To do – Only the lines from the one containing "the chairlift, placed" through the last line below should be written out, exactly and with both ends kept.

Listed entries –
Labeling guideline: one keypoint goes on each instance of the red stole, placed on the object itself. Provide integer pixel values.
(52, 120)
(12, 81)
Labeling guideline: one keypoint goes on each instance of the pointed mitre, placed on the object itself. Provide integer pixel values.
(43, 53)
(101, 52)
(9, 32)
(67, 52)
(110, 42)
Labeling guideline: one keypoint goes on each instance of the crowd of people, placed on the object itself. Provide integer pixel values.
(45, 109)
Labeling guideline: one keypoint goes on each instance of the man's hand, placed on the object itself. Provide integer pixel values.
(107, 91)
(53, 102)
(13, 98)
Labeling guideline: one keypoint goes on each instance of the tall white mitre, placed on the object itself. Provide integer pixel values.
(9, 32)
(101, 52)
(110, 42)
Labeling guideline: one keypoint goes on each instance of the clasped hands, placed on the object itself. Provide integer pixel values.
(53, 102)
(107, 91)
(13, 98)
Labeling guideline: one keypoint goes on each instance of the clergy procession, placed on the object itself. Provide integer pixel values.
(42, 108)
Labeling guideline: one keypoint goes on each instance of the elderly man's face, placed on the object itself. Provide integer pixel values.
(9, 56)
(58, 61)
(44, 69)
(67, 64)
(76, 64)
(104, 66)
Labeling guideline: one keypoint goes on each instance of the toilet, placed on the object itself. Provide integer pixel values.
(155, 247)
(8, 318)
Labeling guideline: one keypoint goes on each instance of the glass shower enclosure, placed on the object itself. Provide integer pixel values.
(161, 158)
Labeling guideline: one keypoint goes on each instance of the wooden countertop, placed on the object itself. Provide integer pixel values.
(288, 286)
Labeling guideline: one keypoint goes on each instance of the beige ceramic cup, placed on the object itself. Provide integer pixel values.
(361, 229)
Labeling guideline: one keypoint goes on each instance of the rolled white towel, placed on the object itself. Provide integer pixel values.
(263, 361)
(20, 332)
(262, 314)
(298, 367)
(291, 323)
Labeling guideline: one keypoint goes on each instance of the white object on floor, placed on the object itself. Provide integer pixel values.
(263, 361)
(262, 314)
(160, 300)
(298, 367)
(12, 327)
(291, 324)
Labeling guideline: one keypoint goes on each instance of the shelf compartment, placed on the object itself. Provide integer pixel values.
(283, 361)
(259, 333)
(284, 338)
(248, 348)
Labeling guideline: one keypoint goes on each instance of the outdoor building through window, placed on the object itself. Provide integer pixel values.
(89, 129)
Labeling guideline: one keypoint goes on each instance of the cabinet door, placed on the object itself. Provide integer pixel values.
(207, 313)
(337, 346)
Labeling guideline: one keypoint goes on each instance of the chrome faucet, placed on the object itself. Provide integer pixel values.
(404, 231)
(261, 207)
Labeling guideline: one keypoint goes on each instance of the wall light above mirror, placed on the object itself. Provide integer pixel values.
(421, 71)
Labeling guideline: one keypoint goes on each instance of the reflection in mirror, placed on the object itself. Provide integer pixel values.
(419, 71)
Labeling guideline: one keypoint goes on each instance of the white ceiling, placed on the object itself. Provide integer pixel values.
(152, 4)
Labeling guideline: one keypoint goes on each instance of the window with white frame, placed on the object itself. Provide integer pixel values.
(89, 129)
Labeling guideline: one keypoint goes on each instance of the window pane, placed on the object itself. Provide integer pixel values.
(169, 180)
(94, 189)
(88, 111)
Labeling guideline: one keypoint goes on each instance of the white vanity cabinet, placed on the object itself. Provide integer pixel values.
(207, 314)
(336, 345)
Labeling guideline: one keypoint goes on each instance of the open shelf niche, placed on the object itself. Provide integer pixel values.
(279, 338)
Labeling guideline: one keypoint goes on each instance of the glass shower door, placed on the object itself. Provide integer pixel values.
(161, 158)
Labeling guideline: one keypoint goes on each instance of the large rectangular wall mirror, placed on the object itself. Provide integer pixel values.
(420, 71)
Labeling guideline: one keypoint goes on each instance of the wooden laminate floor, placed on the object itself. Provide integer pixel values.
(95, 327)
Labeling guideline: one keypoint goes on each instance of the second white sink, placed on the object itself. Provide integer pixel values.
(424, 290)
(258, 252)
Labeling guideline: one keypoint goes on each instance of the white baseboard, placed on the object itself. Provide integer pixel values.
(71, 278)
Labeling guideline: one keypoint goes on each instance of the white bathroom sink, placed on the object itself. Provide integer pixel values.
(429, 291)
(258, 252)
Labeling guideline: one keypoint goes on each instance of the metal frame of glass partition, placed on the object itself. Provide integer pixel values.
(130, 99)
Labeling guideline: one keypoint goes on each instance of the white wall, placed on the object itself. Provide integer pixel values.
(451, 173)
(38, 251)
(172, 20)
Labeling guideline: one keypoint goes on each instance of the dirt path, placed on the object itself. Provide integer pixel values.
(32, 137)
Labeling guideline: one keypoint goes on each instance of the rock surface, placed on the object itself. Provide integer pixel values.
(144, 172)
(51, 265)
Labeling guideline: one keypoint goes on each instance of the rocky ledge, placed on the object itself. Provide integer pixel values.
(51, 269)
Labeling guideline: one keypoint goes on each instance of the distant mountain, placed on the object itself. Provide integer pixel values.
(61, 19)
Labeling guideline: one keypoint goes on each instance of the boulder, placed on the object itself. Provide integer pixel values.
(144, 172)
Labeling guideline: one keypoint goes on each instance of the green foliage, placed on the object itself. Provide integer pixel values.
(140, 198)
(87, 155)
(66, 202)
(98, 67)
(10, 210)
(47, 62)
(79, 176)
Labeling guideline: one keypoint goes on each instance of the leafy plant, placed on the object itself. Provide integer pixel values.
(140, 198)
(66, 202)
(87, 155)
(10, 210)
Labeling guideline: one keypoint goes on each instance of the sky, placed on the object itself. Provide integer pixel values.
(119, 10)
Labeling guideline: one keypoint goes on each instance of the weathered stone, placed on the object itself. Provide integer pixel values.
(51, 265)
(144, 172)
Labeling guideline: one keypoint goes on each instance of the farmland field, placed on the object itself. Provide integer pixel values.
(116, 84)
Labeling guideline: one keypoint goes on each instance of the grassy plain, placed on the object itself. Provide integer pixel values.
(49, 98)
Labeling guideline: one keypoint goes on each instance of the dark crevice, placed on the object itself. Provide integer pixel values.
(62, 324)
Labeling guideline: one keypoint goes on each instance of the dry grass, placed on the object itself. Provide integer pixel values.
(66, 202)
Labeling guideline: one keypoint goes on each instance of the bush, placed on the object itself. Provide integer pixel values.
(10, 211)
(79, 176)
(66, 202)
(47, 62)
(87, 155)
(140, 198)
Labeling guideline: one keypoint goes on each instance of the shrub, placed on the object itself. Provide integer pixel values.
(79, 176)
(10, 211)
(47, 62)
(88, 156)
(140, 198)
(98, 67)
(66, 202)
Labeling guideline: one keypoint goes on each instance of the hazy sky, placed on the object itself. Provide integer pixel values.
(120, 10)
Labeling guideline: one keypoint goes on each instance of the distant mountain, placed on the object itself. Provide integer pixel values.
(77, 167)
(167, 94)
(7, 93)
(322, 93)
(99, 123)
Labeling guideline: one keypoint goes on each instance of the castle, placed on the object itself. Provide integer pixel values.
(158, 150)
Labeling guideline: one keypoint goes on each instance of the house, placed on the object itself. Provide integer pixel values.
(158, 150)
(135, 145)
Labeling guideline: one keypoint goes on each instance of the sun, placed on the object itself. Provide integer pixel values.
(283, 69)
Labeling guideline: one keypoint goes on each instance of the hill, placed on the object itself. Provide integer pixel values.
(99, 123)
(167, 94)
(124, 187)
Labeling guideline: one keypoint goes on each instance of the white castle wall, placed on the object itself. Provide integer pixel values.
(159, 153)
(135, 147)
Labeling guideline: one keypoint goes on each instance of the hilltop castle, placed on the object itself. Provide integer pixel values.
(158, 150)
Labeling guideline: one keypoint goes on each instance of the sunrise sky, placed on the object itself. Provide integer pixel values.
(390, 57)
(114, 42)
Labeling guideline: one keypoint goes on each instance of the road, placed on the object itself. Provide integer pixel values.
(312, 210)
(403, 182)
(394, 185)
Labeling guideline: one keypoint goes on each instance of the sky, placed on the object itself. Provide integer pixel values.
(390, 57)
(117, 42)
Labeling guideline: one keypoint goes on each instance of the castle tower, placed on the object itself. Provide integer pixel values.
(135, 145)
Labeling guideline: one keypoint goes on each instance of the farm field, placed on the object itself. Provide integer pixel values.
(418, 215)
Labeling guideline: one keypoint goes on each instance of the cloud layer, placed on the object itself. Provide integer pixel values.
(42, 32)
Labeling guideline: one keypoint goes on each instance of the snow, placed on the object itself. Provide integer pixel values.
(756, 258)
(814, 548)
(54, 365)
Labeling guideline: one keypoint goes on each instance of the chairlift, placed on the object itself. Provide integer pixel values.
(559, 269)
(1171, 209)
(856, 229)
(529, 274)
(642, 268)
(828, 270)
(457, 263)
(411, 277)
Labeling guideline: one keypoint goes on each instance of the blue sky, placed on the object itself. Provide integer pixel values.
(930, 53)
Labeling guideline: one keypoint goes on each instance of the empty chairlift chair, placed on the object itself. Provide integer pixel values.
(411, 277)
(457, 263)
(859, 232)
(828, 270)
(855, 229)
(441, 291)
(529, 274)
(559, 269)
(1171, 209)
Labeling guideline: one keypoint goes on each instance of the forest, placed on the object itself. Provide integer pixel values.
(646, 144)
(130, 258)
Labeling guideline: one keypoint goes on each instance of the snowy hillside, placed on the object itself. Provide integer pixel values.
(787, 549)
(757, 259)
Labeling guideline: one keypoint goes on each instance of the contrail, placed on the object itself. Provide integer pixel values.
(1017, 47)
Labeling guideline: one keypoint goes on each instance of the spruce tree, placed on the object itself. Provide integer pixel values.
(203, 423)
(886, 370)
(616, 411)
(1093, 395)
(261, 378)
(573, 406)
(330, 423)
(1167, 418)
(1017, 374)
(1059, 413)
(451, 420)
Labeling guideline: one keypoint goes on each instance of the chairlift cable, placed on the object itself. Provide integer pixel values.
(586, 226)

Written answer –
Labeling guideline: one keypoint goes on each instance of the chairlift, placed on the object itself. Provide integer pixel values.
(559, 269)
(1171, 209)
(856, 229)
(529, 274)
(642, 268)
(828, 270)
(457, 263)
(411, 277)
Labeling guideline: one keypoint goes on each instance of the blue sky, placed on the object itself. Provide integer pixel values.
(930, 53)
Labeling guideline: one keypoint goes on each instance of the empty chairlift chair, placed on the object itself. Provide integer pixel values.
(411, 277)
(457, 263)
(859, 232)
(828, 270)
(855, 229)
(441, 291)
(529, 274)
(559, 269)
(1171, 209)
Labeling guideline: one keypoint goes on each instance of the forest, placed on the object itself. Provide integer pixel values.
(646, 144)
(130, 258)
Labeling guideline: one keypoint goes on each instance of the snowy hillside, placed on the object itself. Provide integer pixel values.
(787, 549)
(757, 259)
Labeling guideline: one keypoint goes on each instance of the contrail, placed on the object itself. Provide integer pixel values.
(1017, 47)
Labeling guideline: one keypoint goes on each instance of the spruce tree, placed on the object itself. Provide integer pixel values.
(203, 423)
(886, 370)
(616, 411)
(1093, 395)
(261, 378)
(573, 406)
(330, 423)
(1167, 418)
(1017, 374)
(1059, 413)
(451, 420)
Labeling guideline: one keypoint goes on each instance of the chairlift cable, placed on the object itself. Provide integer pixel values.
(586, 226)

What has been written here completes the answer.